_WHAT IS BEING ASKED_
Output exactly, please, the lines of the records below from the one containing "In the photo above, where can the white t-shirt" through the final line.

Rows from a pointing dataset:
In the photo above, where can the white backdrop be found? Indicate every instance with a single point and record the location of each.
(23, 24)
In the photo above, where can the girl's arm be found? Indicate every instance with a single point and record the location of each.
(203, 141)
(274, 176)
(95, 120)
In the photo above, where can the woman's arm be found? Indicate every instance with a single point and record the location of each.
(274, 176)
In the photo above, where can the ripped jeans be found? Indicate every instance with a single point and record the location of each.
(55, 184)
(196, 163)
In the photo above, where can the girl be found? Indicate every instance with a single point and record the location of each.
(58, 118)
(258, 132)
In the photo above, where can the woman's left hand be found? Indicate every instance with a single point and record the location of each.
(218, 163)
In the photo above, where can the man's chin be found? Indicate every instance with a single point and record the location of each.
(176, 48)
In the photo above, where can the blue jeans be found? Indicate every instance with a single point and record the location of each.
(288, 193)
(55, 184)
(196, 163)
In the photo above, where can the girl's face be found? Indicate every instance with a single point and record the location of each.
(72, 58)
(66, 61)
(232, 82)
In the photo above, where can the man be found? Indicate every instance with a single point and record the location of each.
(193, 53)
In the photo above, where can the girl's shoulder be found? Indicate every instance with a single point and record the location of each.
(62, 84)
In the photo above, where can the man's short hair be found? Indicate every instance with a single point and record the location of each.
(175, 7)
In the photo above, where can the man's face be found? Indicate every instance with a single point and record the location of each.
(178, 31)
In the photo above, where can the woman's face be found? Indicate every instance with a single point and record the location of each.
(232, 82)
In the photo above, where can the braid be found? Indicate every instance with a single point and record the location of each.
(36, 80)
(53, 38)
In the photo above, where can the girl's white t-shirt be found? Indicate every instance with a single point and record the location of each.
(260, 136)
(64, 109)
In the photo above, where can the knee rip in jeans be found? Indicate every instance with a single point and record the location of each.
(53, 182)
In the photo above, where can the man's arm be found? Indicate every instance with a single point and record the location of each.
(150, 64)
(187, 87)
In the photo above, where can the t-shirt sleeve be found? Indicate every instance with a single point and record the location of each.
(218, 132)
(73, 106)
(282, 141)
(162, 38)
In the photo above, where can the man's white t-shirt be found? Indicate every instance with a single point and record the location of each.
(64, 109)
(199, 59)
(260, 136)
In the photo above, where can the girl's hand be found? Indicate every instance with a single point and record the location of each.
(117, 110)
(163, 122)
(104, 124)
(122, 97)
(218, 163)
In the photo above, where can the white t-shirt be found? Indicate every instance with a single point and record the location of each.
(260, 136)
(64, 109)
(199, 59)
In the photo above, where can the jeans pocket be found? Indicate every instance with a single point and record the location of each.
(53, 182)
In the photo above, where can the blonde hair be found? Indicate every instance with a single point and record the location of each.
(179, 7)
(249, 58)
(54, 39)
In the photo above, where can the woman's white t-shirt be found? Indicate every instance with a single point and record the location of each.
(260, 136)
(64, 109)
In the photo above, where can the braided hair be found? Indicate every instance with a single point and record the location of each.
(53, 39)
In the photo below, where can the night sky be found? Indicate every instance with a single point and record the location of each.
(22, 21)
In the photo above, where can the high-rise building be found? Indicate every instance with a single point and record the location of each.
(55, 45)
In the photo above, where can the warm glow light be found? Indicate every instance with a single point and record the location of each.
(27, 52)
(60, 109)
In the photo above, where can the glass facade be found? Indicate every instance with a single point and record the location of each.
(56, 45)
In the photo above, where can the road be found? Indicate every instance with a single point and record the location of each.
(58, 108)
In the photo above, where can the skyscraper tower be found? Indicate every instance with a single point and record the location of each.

_WRITTEN ANSWER_
In the photo above, where can the white t-shirt be found? Indicate every instance with a single point and record the location of each.
(260, 136)
(64, 109)
(199, 59)
In the photo above, where can the jeans pocket be found? Indicate every instance with a single point and record the location of each.
(53, 182)
In the photo above, where can the blonde hair be found? Indicate every instance with a single point and record the location of each.
(179, 7)
(249, 58)
(54, 39)
In the photo above, where can the woman's white t-shirt be found? Indicate every instance with a single point and record the location of each.
(260, 136)
(64, 109)
In the photo above, where can the braided hair be found? Indicate every instance with a single point and record the location of each.
(53, 39)
In the photo below, where can the night sky be found? Indicate every instance with a single point and record the location of each.
(22, 21)
In the photo above, where can the high-rise building be found? Indicate every instance with a single point and record the location of each.
(55, 45)
In the photo above, where can the warm glow light be found? Indicate every instance with a single point and record the location of each.
(27, 52)
(60, 109)
In the photo above, where can the glass facade be found? Indicate every instance with a single point and record the location of each.
(56, 45)
In the photo above, where can the road be found? Indicate every instance with a single point and record the location of each.
(58, 108)
In the photo above, where can the skyscraper tower be found? Indicate every instance with a single point and record the location of each.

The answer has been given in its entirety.